-------- Information provided
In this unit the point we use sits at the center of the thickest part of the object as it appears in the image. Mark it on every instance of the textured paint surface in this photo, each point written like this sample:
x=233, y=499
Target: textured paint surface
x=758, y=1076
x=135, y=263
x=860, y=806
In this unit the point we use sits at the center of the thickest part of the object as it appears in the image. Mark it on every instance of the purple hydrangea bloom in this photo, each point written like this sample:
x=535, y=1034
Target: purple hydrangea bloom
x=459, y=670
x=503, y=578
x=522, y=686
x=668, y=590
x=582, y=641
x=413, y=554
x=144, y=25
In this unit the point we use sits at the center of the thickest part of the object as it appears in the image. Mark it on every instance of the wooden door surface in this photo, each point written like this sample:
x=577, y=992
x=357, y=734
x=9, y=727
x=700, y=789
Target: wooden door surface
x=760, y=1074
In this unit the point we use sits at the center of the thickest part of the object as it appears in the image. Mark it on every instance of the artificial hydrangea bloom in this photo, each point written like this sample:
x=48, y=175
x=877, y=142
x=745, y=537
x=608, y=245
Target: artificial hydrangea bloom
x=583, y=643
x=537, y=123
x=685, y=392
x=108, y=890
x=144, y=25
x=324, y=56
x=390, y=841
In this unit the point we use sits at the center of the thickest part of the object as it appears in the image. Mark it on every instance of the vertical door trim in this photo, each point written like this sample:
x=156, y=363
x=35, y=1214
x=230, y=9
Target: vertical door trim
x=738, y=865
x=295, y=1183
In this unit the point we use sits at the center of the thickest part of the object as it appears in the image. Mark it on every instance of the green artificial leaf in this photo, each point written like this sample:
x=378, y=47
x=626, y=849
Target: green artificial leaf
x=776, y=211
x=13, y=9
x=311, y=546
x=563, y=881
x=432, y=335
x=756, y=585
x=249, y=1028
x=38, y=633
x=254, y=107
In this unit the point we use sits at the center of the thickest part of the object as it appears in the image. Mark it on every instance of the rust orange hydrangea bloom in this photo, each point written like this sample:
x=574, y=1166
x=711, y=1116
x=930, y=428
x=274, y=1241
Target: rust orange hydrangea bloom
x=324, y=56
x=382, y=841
----------------
Aim: Quote every line from the line containing "of the green" through the closing line of the listing, including both.

Written reply:
In this unit the point we use sits at the center of the thickest part of the object as it appears in the image. Mark it on every instance of the green artificial leaf in this photo, each point written like this sample:
x=378, y=47
x=626, y=849
Target: green artificial leaf
x=776, y=211
x=13, y=9
x=311, y=546
x=563, y=881
x=432, y=335
x=756, y=585
x=249, y=1028
x=38, y=633
x=254, y=107
In this unit the point we use sits at the center of the thickest part of the object as it appears in the image. Mark it on every instance of the rust orange hydrangea bloom in this photo, each point written like this sample:
x=574, y=1166
x=711, y=1116
x=930, y=428
x=274, y=1241
Target: rust orange hydrangea bloom
x=324, y=56
x=382, y=841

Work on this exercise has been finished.